(Aim): Can you copy out the data exactly? Leave the images out.

(Dataset records):

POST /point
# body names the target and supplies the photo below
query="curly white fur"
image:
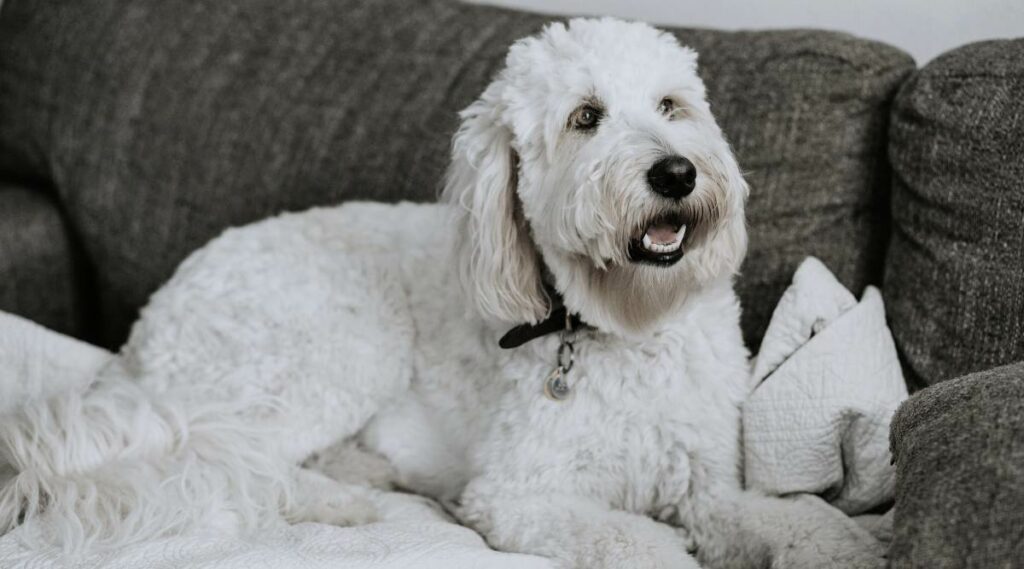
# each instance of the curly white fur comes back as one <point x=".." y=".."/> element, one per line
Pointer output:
<point x="379" y="323"/>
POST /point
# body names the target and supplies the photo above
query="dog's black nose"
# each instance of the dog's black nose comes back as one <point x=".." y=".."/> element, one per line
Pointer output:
<point x="673" y="177"/>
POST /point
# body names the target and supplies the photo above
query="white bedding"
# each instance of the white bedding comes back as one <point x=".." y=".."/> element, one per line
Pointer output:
<point x="816" y="423"/>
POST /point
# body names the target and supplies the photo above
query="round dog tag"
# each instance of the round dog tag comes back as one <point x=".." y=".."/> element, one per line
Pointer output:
<point x="555" y="387"/>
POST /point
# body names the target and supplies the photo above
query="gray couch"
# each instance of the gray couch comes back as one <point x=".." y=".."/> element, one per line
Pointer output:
<point x="132" y="131"/>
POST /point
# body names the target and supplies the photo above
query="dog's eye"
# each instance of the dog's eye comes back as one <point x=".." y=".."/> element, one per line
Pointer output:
<point x="585" y="118"/>
<point x="668" y="107"/>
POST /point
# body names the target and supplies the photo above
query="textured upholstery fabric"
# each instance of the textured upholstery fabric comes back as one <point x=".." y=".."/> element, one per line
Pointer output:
<point x="38" y="277"/>
<point x="161" y="123"/>
<point x="954" y="274"/>
<point x="958" y="448"/>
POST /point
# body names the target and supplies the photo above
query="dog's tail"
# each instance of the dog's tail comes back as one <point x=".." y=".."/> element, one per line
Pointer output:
<point x="113" y="464"/>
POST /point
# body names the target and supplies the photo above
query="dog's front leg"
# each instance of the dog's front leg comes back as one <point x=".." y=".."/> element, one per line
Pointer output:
<point x="577" y="532"/>
<point x="749" y="529"/>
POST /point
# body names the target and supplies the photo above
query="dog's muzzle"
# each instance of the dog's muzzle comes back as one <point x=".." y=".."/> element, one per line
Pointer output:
<point x="662" y="241"/>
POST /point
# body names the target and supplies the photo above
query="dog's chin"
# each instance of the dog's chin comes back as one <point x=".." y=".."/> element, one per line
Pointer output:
<point x="662" y="242"/>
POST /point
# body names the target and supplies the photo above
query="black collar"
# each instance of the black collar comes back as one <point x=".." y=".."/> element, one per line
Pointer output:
<point x="556" y="321"/>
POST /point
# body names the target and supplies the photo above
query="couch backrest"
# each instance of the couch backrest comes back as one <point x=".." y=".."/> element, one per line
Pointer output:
<point x="162" y="123"/>
<point x="954" y="274"/>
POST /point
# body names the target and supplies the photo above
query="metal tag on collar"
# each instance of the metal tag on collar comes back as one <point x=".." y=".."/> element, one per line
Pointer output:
<point x="556" y="387"/>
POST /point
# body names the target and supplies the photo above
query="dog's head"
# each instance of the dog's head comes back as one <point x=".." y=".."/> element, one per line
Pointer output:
<point x="594" y="155"/>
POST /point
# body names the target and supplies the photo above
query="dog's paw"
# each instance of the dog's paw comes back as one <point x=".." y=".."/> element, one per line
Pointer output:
<point x="341" y="511"/>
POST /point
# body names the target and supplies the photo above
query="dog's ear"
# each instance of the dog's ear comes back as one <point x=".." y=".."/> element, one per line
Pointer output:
<point x="500" y="265"/>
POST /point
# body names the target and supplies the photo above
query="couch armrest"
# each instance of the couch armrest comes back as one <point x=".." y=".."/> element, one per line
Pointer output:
<point x="958" y="448"/>
<point x="39" y="276"/>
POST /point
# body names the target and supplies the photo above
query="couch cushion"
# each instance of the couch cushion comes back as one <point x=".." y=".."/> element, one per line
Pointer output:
<point x="39" y="275"/>
<point x="958" y="449"/>
<point x="161" y="123"/>
<point x="954" y="275"/>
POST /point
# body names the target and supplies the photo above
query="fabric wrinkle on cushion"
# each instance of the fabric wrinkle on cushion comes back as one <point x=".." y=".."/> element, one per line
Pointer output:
<point x="39" y="272"/>
<point x="169" y="122"/>
<point x="827" y="382"/>
<point x="954" y="274"/>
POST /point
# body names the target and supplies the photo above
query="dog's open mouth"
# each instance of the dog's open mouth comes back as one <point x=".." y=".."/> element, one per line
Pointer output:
<point x="660" y="243"/>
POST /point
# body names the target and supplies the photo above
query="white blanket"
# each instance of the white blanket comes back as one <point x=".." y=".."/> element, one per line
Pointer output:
<point x="817" y="423"/>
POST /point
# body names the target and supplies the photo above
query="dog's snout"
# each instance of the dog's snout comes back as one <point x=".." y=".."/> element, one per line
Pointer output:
<point x="673" y="177"/>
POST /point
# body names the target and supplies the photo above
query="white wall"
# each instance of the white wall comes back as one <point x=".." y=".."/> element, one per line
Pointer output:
<point x="923" y="28"/>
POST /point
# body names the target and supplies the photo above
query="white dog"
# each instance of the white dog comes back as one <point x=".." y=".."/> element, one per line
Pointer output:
<point x="591" y="194"/>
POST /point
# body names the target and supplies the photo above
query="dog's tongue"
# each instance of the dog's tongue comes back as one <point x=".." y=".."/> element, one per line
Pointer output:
<point x="663" y="233"/>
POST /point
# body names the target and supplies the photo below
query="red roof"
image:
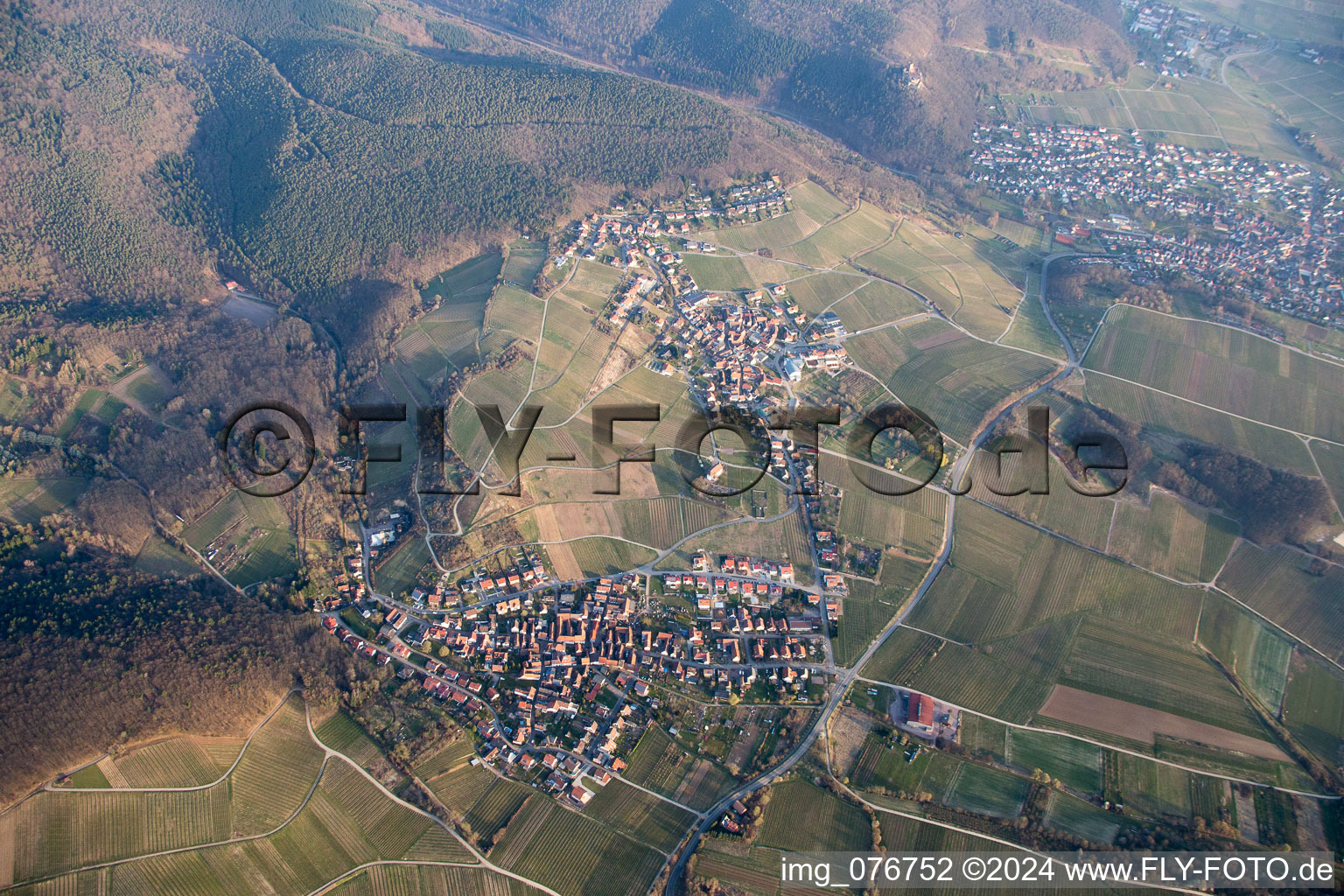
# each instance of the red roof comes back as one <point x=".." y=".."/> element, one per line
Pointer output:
<point x="920" y="710"/>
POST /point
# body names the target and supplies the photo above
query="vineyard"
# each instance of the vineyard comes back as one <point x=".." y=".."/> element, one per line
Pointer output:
<point x="1163" y="675"/>
<point x="1256" y="653"/>
<point x="1226" y="368"/>
<point x="574" y="855"/>
<point x="276" y="773"/>
<point x="646" y="818"/>
<point x="1280" y="584"/>
<point x="1172" y="537"/>
<point x="802" y="817"/>
<point x="180" y="762"/>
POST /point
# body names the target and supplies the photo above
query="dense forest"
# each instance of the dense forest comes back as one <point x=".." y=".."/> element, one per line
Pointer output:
<point x="842" y="65"/>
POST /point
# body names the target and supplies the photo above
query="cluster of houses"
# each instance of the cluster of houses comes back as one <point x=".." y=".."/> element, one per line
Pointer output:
<point x="1261" y="228"/>
<point x="1180" y="39"/>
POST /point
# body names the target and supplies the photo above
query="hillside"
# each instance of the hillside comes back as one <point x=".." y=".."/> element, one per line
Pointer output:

(Exercise answer):
POST /point
# body names the target and supplies the photo below
query="curly white fur"
image:
# each instance of the curly white fur comes back as one <point x=".." y=".."/> element, one per line
Pointer output:
<point x="379" y="323"/>
POST /point
# body names the target and supplies the photo above
query="dog's black nose"
# each instance of the dog's black nose comes back as one <point x=".." y=".."/> element, one per line
Pointer output:
<point x="673" y="177"/>
POST /point
# body names the target and supplies the photo above
query="white bedding"
# each instance of the white bedding comes back as one <point x=".." y=".."/> element, one per line
Pointer output:
<point x="816" y="423"/>
POST /point
# body names the target and supplies the photo above
query="round dog tag"
# each instance of the round dog tag comes back as one <point x=".." y=".."/> element, one per line
Pointer output:
<point x="555" y="387"/>
POST /point
# body names the target and supplies the photo above
query="gray couch"
# each instance of the gray couch comes back as one <point x=".." y=".."/> element, one per line
Pointer output:
<point x="132" y="131"/>
POST /point
# body names the target and supplies the photo above
query="dog's eye"
# each instance of the dog's eye comes back as one <point x=".." y=".."/> element, one per line
Pointer output:
<point x="585" y="118"/>
<point x="668" y="107"/>
POST /point
# body names the target and supplies the photo above
query="textured upholstery fabric"
# each instance of the textured upholstery fabric comes back as one <point x=".." y=".."/> element, one per line
Pointer output:
<point x="38" y="277"/>
<point x="161" y="123"/>
<point x="954" y="274"/>
<point x="958" y="448"/>
POST /point
# body names the target and supplies the photo above
query="dog's tail"
# each instance of the dog's tail comes back as one <point x=".." y=".."/> element, one per line
Pointer output:
<point x="113" y="464"/>
POST /point
# body names the target and supplies the photo above
query="dog's front leg"
# each instance of the dog's front leg comes back as one <point x=".." y=".."/> element, one per line
Pointer output:
<point x="577" y="532"/>
<point x="749" y="529"/>
POST /point
# body names the target and supplies the photo above
query="dog's muzzle"
# each instance of the dog's muzzle comes back as one <point x=".." y=".."/> element, one per line
Pointer output:
<point x="662" y="241"/>
POST /point
# body names the target and supplies the photo above
query="dog's chin"
# each instance of the dog's chin comes back as one <point x=".." y=".."/> element, one per line
Pointer output:
<point x="662" y="242"/>
POST /point
# body names the target and supplies the photo above
query="black collar"
# each instance of the black collar comes back as one <point x=".." y=".."/> element, one per line
Pointer output:
<point x="556" y="321"/>
POST /point
# body names the target and supplies the photo above
query="couch backrest"
# each instance of the couch backrest comes back as one <point x=".." y=".."/> element, one per line
Pointer output:
<point x="162" y="123"/>
<point x="954" y="274"/>
POST /point
# body names the target and supplies the photo above
query="metal tag on collar"
# each instance of the metal tag on collar comes back as one <point x=".." y=".."/> element, one per line
Pointer output:
<point x="556" y="387"/>
POST /point
# body names the target and supplies the photo above
query="dog's head"
# each instance of the dog's head comes back as one <point x=".." y=".."/> element, one per line
Pointer output:
<point x="594" y="155"/>
POST /point
# body names the target and supplies the photo above
query="dog's paw"
# each instance of the dog's paw comes back as one <point x=".." y=".."/> element, one per line
Pointer output:
<point x="341" y="511"/>
POST /point
# body names the target and supplies the photo above
query="dog's ear"
# each instance of the dog's ear comes back as one <point x=".." y=".."/> element, one per line
Pointer output:
<point x="500" y="265"/>
POST /point
# body names the target and supplies the photo above
query="couch armrest"
# each instance of the couch armrest comes back as one <point x=".." y=".."/> element, one per line
Pointer output:
<point x="958" y="448"/>
<point x="39" y="276"/>
POST /point
# body names the target and supplies the photo above
query="couch cushion"
# each instance of the couch cushion comes back as one <point x=".." y=".."/> element, one per line
Pointer output:
<point x="39" y="275"/>
<point x="958" y="449"/>
<point x="161" y="123"/>
<point x="954" y="275"/>
POST /point
# body names the target and supplies the photo above
query="fabric wrinkle on cushion"
# each instance of the fabric wrinkle on cushion comes back as one <point x=".." y=".."/> element, one per line
Pointer output:
<point x="39" y="272"/>
<point x="169" y="122"/>
<point x="827" y="382"/>
<point x="954" y="274"/>
POST /point
# body names the target and supplies the photo above
query="dog's open mouth"
# each instance of the dog's open mouth comes back as one <point x=".." y=".."/> element, one per line
Pointer output:
<point x="660" y="243"/>
POST /point
# body names the target and supplies the photo above
query="white blanket"
# each instance of the white blanket comes back as one <point x=".." y=".."/> element, one per line
Pointer output:
<point x="817" y="423"/>
POST /point
# body names the target and supplies the photo above
query="dog's snout"
# each instance of the dog's snout comes back as one <point x=".." y=".."/> element, one per line
Pointer output:
<point x="673" y="177"/>
POST /point
# body names the target and supplies the photo above
query="white wall"
# each instance of the white wall comes back as one <point x=".." y=".."/> element, one per line
Pointer output:
<point x="923" y="28"/>
POST /point
# body names the target and supplies the photo above
query="white dog"
# each instance of the white dog comes back as one <point x=".." y=".."/> element, one per line
Pointer output:
<point x="591" y="194"/>
POST /point
# body names the target and supplies the photo above
query="dog's tongue"
# each instance of the dog's tongue comes back as one <point x=".." y=".."/> element, one per line
Pointer output:
<point x="663" y="233"/>
POST /point
# body names the target and supplies the photo below
query="red roof"
image:
# each instance of the red roof comes back as one <point x=".." y=".."/> element, one per line
Pointer output:
<point x="920" y="710"/>
POST /point
# body names the target and supplies the photo above
query="vineyard"
# each instance of the vineyard comes back as one <point x=".." y=".."/> element, one per line
Pointer output:
<point x="1163" y="675"/>
<point x="1256" y="653"/>
<point x="1226" y="368"/>
<point x="574" y="855"/>
<point x="276" y="773"/>
<point x="646" y="818"/>
<point x="1280" y="584"/>
<point x="1172" y="537"/>
<point x="802" y="817"/>
<point x="180" y="762"/>
POST /point
# body names the target and supplies the photo above
query="dense forest"
# each instance of the dense forest comes back as one <point x=".." y=".."/> element, one per line
Pointer output:
<point x="842" y="65"/>
POST /point
# body names the target and supplies the photo above
query="cluster of houses"
# each instance of the cluster of houses comes back as one <point x=".." y=".."/> element, one per line
Pointer output:
<point x="1261" y="228"/>
<point x="1180" y="39"/>
POST /point
# body names the target and supplies the photo above
query="hillside"
# each instance of the hillside comes back as one <point x=".." y=".."/> element, one per line
Pointer output:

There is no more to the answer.